RECORDS FOR THE TASK -

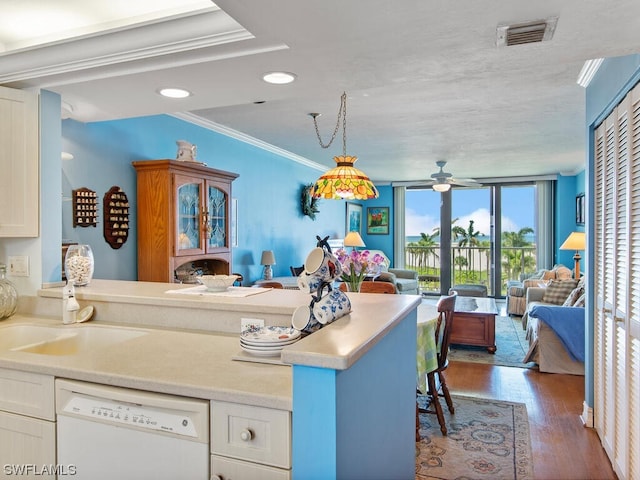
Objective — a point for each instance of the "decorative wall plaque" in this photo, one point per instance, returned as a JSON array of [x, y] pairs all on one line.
[[85, 207], [116, 217]]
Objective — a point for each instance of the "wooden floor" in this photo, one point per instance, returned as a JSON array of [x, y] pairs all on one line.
[[562, 447]]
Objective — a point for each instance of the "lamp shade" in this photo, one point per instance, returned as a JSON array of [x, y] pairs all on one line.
[[268, 258], [353, 239], [575, 241], [344, 181]]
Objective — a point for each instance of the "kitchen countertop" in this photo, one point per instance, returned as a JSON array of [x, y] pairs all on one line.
[[194, 363], [197, 365]]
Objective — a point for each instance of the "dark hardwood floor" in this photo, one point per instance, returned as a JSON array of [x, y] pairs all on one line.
[[562, 447]]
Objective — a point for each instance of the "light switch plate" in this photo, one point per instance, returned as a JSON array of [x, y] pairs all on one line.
[[251, 323], [19, 265]]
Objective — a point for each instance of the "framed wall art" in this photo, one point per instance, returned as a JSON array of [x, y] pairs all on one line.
[[353, 218], [377, 220], [580, 206]]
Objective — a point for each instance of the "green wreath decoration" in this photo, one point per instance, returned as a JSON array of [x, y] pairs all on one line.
[[308, 203]]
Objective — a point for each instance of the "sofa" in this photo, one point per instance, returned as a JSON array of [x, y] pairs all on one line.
[[517, 289], [555, 326], [405, 281]]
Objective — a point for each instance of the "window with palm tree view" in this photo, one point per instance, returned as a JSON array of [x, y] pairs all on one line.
[[470, 219]]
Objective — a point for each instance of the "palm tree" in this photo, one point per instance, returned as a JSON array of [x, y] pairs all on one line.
[[468, 238], [423, 249], [515, 262]]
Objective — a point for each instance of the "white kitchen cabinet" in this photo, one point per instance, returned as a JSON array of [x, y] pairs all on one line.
[[27, 426], [249, 442], [19, 163]]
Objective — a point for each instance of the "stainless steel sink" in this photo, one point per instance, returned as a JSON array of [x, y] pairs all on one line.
[[67, 340]]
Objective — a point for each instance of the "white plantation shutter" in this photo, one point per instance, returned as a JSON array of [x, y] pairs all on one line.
[[617, 285]]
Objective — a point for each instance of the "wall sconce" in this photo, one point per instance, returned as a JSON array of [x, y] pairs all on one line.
[[267, 259]]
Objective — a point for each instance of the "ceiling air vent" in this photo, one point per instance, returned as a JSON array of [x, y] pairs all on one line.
[[530, 32]]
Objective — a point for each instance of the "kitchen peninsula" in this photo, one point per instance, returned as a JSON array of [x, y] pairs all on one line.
[[350, 387]]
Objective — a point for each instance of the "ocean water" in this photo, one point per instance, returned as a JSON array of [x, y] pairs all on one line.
[[481, 238]]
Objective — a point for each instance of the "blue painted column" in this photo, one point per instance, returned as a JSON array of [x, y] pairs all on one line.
[[360, 422]]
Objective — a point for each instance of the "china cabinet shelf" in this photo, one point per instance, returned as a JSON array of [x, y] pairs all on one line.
[[183, 212]]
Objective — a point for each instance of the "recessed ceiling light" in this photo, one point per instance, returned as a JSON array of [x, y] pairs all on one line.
[[172, 92], [279, 78]]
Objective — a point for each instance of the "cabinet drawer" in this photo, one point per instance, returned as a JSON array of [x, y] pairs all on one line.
[[26, 441], [252, 433], [27, 393], [229, 469]]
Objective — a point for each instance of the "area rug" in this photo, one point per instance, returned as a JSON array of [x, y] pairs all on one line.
[[487, 439], [511, 343]]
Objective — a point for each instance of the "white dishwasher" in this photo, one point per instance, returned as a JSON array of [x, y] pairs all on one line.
[[109, 432]]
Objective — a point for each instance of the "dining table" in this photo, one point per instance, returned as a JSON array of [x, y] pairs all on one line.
[[426, 348]]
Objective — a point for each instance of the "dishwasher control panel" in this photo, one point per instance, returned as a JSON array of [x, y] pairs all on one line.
[[132, 415]]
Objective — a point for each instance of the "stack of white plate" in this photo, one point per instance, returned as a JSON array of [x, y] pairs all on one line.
[[268, 341]]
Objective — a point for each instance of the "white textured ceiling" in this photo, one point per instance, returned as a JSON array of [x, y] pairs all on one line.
[[425, 79]]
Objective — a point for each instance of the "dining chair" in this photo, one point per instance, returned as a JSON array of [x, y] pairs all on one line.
[[271, 285], [436, 382]]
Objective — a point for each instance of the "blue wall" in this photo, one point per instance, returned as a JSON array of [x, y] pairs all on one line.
[[267, 190], [567, 188], [380, 242]]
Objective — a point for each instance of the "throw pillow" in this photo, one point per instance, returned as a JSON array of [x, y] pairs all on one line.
[[563, 273], [573, 296], [558, 290], [580, 301]]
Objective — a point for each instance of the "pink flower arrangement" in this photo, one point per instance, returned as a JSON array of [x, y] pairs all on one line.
[[358, 264]]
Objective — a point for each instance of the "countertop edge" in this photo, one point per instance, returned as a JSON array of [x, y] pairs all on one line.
[[301, 354]]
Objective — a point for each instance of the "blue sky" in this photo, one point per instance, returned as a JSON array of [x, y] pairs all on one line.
[[423, 209]]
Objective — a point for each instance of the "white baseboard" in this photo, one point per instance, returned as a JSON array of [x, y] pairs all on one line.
[[587, 415]]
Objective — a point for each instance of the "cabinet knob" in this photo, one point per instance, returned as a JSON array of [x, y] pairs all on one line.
[[246, 435]]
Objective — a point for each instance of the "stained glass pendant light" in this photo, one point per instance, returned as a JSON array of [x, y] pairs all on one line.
[[344, 181]]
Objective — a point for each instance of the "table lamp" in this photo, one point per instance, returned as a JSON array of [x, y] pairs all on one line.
[[575, 241], [268, 259], [353, 240]]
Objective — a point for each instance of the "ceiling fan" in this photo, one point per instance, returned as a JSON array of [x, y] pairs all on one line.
[[442, 181]]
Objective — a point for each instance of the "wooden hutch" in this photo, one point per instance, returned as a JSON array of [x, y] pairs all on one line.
[[183, 213]]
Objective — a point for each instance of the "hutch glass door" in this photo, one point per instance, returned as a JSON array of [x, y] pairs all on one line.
[[188, 221], [216, 233]]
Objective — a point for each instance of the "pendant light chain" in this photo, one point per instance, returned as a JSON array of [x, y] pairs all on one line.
[[341, 113]]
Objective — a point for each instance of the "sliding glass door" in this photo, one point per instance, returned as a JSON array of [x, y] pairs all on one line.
[[473, 235]]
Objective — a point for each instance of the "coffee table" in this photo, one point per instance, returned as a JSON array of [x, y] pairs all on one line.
[[474, 322]]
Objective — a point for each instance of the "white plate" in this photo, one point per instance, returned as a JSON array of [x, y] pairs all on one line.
[[267, 344], [260, 349], [271, 335], [85, 314], [261, 353]]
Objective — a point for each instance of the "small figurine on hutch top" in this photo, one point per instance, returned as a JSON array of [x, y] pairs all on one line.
[[186, 151]]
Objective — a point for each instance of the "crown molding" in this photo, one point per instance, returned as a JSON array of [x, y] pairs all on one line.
[[243, 137], [149, 41]]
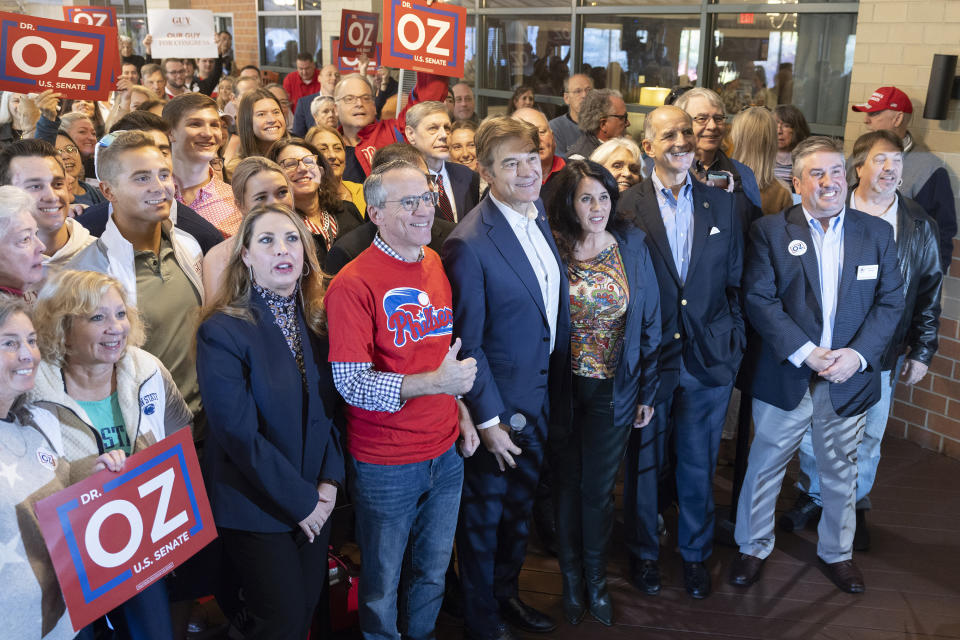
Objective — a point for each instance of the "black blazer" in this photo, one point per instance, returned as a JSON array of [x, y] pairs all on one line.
[[702, 320], [270, 440], [499, 315], [636, 379], [782, 293]]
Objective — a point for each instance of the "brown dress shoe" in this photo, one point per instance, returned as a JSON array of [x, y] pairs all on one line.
[[845, 575], [745, 570]]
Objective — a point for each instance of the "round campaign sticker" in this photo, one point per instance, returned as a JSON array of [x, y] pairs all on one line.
[[797, 248]]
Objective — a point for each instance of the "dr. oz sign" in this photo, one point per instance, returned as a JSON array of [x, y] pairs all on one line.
[[425, 38], [113, 535], [78, 60]]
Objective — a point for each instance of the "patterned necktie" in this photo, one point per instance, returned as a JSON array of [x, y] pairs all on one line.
[[444, 203]]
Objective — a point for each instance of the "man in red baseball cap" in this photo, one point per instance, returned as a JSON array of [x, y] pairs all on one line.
[[925, 177]]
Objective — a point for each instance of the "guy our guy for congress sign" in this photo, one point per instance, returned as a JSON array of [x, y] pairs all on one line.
[[78, 60], [112, 535]]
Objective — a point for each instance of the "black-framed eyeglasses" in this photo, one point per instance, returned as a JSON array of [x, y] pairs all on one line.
[[412, 203], [291, 164], [718, 119]]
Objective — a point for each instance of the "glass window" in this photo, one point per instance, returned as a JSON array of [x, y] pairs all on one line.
[[785, 58], [628, 53], [279, 41]]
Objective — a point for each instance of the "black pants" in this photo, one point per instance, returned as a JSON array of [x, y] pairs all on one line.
[[586, 456], [282, 577]]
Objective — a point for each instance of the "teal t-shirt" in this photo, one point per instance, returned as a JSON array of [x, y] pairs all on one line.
[[107, 419]]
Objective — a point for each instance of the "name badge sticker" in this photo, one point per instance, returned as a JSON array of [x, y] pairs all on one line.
[[867, 272]]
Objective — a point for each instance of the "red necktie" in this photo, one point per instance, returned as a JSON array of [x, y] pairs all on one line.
[[444, 203]]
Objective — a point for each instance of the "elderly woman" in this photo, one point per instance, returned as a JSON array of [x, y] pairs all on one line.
[[107, 393], [31, 447], [21, 251], [272, 454], [621, 157], [326, 215], [614, 338], [333, 148], [256, 181], [878, 161]]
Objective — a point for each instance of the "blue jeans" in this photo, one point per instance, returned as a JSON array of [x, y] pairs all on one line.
[[406, 518], [868, 453]]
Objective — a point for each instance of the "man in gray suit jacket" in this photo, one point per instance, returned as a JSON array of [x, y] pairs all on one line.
[[815, 363]]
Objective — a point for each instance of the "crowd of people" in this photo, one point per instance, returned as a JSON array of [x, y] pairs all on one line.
[[445, 320]]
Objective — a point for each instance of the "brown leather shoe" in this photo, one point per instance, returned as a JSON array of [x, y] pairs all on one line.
[[845, 575], [745, 570]]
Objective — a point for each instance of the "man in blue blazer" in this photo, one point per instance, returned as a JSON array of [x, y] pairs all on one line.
[[815, 363], [427, 129], [511, 311], [696, 245]]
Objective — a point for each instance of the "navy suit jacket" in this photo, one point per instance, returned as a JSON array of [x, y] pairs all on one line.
[[465, 187], [702, 319], [94, 220], [636, 379], [499, 315], [270, 440], [783, 304]]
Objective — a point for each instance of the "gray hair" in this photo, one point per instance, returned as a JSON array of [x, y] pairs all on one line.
[[374, 191], [596, 106], [421, 110], [13, 201], [810, 146], [602, 153], [709, 95]]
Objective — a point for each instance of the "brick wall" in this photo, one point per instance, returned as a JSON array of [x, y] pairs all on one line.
[[896, 41]]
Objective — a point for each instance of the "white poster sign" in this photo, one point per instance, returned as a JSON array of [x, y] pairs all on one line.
[[182, 33]]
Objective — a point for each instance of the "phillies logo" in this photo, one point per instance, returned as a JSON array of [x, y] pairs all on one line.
[[410, 315]]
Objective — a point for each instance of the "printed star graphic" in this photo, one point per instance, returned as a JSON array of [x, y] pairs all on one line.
[[9, 471], [9, 553]]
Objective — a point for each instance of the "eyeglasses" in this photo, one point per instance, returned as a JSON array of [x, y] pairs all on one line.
[[717, 119], [291, 164], [352, 100], [412, 203]]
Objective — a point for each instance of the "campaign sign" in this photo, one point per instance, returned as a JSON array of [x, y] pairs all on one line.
[[96, 16], [351, 64], [182, 33], [113, 535], [425, 38], [78, 60], [358, 32]]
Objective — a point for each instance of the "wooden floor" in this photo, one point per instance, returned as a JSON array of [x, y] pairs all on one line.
[[912, 574]]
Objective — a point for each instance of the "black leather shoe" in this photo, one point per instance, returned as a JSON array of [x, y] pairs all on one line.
[[645, 575], [524, 617], [745, 570], [861, 539], [502, 632], [804, 511], [696, 579], [846, 575]]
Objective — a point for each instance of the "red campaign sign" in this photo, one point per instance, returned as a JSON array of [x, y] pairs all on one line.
[[113, 535], [358, 32], [96, 16], [350, 64], [425, 38], [80, 61]]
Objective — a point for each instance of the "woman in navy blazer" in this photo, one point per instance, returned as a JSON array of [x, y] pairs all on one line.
[[273, 459], [615, 337]]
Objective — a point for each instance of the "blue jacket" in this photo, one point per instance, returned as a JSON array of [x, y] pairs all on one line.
[[782, 293], [270, 440]]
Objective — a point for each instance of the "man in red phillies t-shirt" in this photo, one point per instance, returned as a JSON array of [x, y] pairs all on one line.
[[390, 320]]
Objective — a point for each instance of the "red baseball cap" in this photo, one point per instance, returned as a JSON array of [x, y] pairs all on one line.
[[886, 98]]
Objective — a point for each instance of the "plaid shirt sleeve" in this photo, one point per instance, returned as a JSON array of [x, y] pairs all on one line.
[[364, 387]]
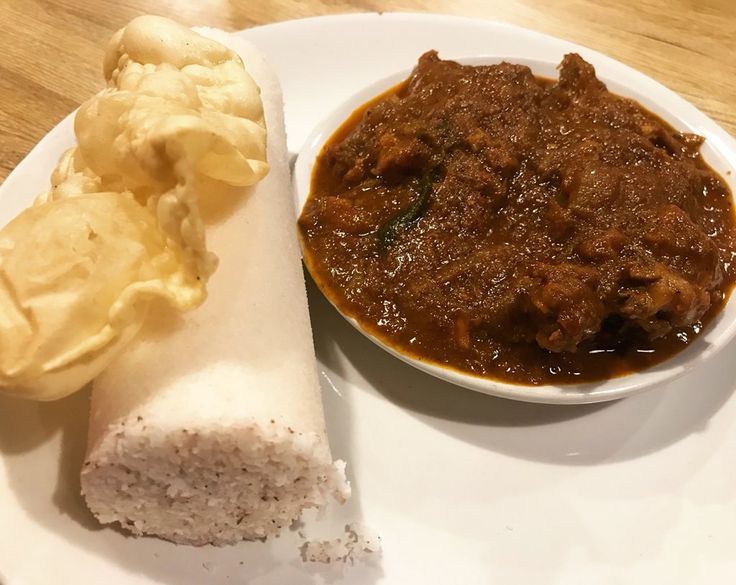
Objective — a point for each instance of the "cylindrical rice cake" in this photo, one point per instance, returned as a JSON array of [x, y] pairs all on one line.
[[209, 428]]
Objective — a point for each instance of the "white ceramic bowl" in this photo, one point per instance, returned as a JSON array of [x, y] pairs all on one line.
[[719, 151]]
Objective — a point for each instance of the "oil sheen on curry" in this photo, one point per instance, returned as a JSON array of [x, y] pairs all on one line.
[[517, 228]]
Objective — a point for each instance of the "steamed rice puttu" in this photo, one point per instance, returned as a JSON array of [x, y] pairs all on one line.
[[209, 428]]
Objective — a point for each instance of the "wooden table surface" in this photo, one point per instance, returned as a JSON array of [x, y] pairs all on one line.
[[51, 50]]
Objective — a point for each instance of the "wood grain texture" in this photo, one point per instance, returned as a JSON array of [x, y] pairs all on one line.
[[51, 50]]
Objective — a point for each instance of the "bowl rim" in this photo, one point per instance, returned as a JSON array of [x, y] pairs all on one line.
[[719, 153]]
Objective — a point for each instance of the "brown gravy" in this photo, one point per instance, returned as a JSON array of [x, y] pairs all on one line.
[[522, 229]]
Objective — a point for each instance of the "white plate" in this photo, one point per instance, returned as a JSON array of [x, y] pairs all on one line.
[[464, 488], [680, 114]]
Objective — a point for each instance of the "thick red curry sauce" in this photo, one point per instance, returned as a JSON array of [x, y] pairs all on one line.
[[518, 228]]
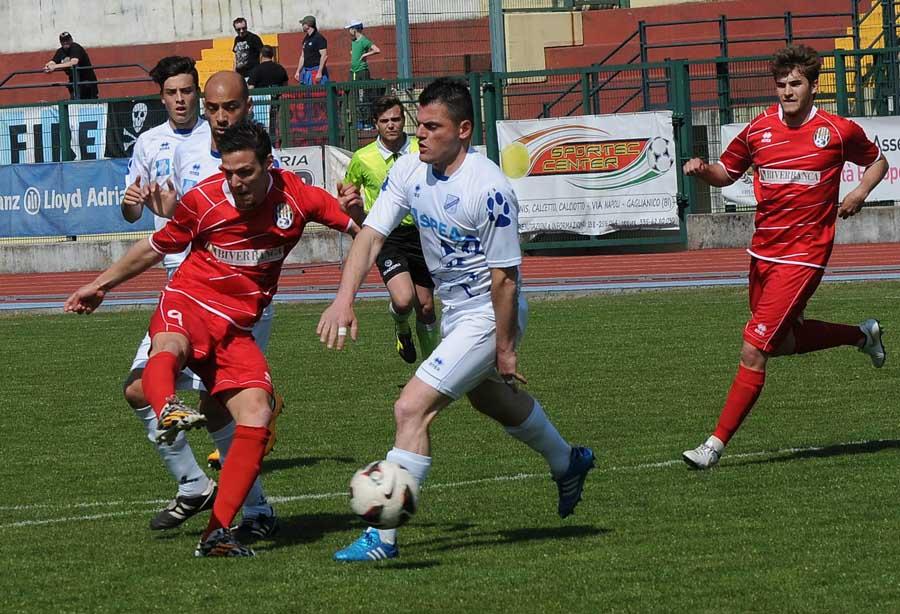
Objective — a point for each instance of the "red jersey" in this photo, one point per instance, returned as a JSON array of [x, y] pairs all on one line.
[[236, 256], [796, 181]]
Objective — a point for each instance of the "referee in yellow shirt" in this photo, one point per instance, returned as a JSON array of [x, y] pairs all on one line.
[[401, 262]]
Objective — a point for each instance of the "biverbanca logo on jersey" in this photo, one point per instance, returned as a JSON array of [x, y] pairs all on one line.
[[284, 216]]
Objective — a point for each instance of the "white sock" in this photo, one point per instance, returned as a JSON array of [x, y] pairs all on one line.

WHAT THE TASK REQUIRES - Count the lines in the entries above that contain the string "navy", matching case exactly, and give only the number.

RESULT OF THIS EXERCISE - 2